(REQUIREMENT) An unchanged copy of all the lines below is expected, and it should contain no pictures.

=== Section Start ===

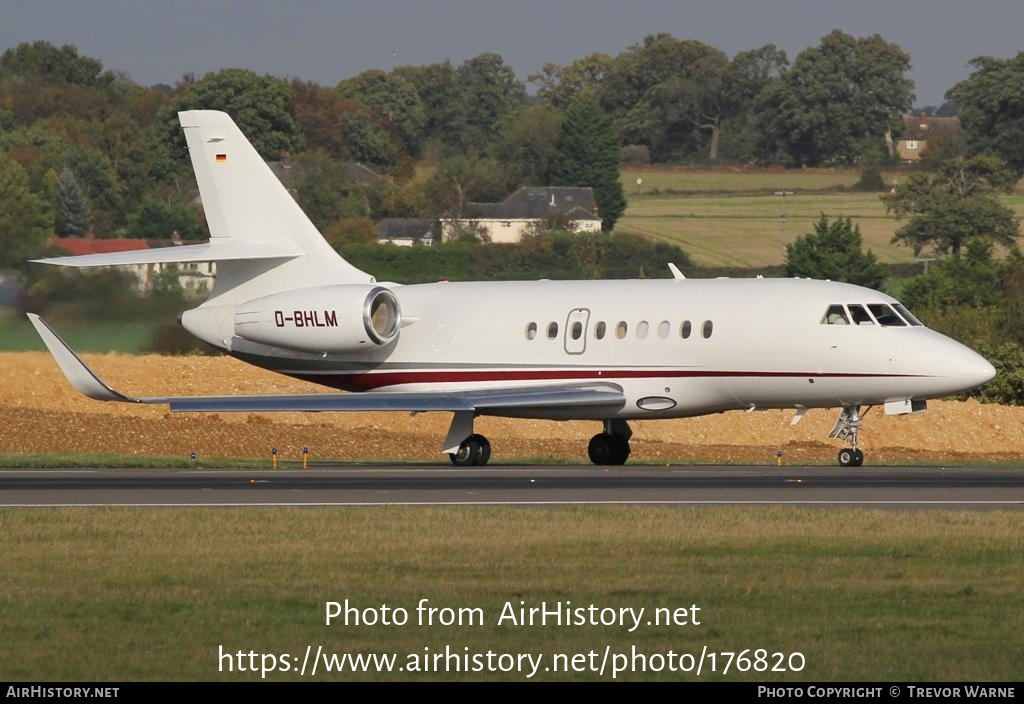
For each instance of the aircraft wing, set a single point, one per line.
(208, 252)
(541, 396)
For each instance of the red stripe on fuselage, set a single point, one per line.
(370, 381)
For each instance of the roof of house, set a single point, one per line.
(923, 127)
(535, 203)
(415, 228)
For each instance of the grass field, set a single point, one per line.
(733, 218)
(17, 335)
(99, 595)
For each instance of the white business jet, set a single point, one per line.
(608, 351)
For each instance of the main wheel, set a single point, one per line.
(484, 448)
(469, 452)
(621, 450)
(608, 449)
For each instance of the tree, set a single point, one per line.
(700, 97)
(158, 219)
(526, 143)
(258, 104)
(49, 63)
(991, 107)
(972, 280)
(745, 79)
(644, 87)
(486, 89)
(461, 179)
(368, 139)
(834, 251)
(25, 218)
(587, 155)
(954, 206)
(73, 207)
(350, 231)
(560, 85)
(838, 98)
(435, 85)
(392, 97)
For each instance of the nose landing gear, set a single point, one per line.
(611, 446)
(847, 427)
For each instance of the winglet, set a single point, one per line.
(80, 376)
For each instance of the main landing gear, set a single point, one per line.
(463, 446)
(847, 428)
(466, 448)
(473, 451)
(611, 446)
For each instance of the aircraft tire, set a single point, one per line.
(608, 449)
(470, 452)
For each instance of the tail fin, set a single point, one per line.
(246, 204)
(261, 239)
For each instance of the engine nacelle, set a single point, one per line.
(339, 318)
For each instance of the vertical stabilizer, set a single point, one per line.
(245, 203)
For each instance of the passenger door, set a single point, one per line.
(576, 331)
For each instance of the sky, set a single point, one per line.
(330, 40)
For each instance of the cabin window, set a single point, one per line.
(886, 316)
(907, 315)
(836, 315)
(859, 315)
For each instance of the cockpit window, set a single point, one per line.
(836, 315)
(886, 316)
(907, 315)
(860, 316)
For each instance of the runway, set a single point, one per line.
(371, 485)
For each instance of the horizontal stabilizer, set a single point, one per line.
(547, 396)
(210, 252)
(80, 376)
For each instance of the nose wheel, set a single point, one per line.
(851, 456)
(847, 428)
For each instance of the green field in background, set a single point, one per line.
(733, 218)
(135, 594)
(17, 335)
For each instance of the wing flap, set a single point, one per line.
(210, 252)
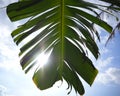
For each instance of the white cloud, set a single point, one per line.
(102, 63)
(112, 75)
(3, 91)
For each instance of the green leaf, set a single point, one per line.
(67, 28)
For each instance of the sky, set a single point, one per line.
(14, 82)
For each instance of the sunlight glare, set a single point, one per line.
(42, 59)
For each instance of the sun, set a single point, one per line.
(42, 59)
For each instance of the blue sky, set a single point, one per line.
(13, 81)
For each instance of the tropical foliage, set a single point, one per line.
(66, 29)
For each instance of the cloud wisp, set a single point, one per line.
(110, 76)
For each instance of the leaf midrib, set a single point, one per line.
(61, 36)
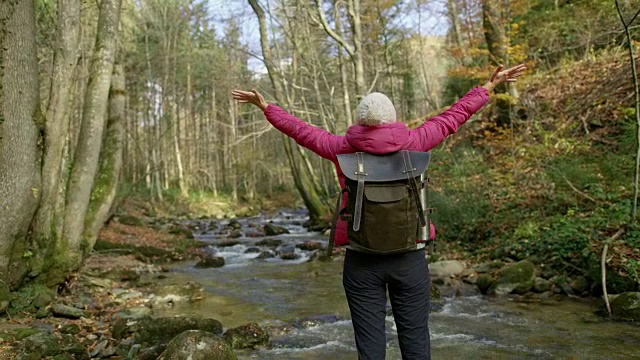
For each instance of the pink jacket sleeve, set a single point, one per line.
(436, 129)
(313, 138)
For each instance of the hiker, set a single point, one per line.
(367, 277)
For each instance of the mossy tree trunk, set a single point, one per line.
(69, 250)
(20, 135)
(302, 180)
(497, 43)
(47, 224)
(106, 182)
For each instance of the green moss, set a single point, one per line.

=== Section End ===

(ANSWER TO THE PROBLEM)
For each instance of the aircraft wing, set a single point, one per line.
(208, 252)
(541, 396)
For each instance of the red stripe on fuselage, set a single point, one per line.
(370, 381)
For each instance of the roof of house, set a single point, one per line.
(923, 127)
(535, 203)
(415, 228)
For each instance of the grass field, set a single point, one per line.
(733, 218)
(17, 335)
(99, 595)
For each instance of the white business jet, set a single point, one per line.
(608, 351)
For each instance of the main wheel, set a single point, one per line.
(484, 448)
(469, 452)
(621, 450)
(608, 449)
For each instance of the tree, set a single point, one per line.
(700, 97)
(158, 219)
(526, 143)
(258, 104)
(49, 63)
(991, 107)
(972, 280)
(745, 79)
(644, 87)
(486, 89)
(461, 179)
(368, 139)
(834, 251)
(25, 218)
(587, 155)
(954, 206)
(73, 207)
(350, 231)
(560, 85)
(838, 98)
(435, 85)
(392, 97)
For each instance of the nose landing gear, set a single point, one per line.
(611, 446)
(847, 427)
For each instance of the winglet, set a single point, one per line.
(80, 376)
For each instance of the main landing gear, set a single point, one per line.
(463, 446)
(847, 428)
(466, 448)
(473, 451)
(611, 446)
For each instance of the aircraft tire, set a single point, one per line.
(608, 449)
(470, 452)
For each instance of the tail fin, set a single point, one per line.
(246, 204)
(261, 239)
For each instance of the engine nacelle, set a single point, one per line.
(339, 318)
For each instance of the vertical stabilizer, set a single point, one per line.
(245, 203)
For each instance of the passenger door, set a single point, one per line.
(576, 331)
For each instance of the sky, set a single point, one per line.
(330, 40)
For each instance of the cabin window, set a single point, one per line.
(886, 316)
(907, 315)
(836, 315)
(859, 315)
For each instance of the cockpit window, set a single point, one per line.
(836, 315)
(886, 316)
(907, 315)
(860, 316)
For each instance of the runway, set a single point, one per line.
(371, 485)
For each instance of the horizontal stabilizer, set a single point, one per line.
(547, 396)
(210, 252)
(80, 376)
For each instance of the nose wheel, set a single point, one per line.
(851, 456)
(847, 428)
For each instance of the green field in background, set a single point, one per line.
(733, 218)
(135, 594)
(17, 335)
For each instance of the wing flap, set a single point, one per line.
(210, 252)
For each instance of the white cloud, set a single point, one per line.
(102, 63)
(112, 75)
(3, 91)
For each instance of the green leaf, set a single point, one per line.
(67, 28)
For each instance of the sky, set a single point, one per line.
(14, 82)
For each instance of the sunlight glare, set a single point, one per line.
(42, 59)
For each instance of the sun, set a single point, one per line.
(42, 59)
For each instance of the blue sky, set a single point, one per line.
(13, 81)
For each instance of the tropical foliage, set a single point, one per line.
(66, 29)
For each instance of the cloud wisp, set a single point, one per line.
(110, 76)
For each instance of the leaf midrib, set a single point, one per line.
(61, 36)
For each instance of the pink jacket sleeve, set a single point, one per line.
(436, 129)
(313, 138)
For each instance of the hiker, set a single point, one per line.
(367, 277)
For each instance of the mossy tree trunk, set a single point, one per line.
(69, 250)
(20, 135)
(302, 180)
(497, 43)
(47, 224)
(106, 182)
For each instance of the green moss, set a single point, one per line.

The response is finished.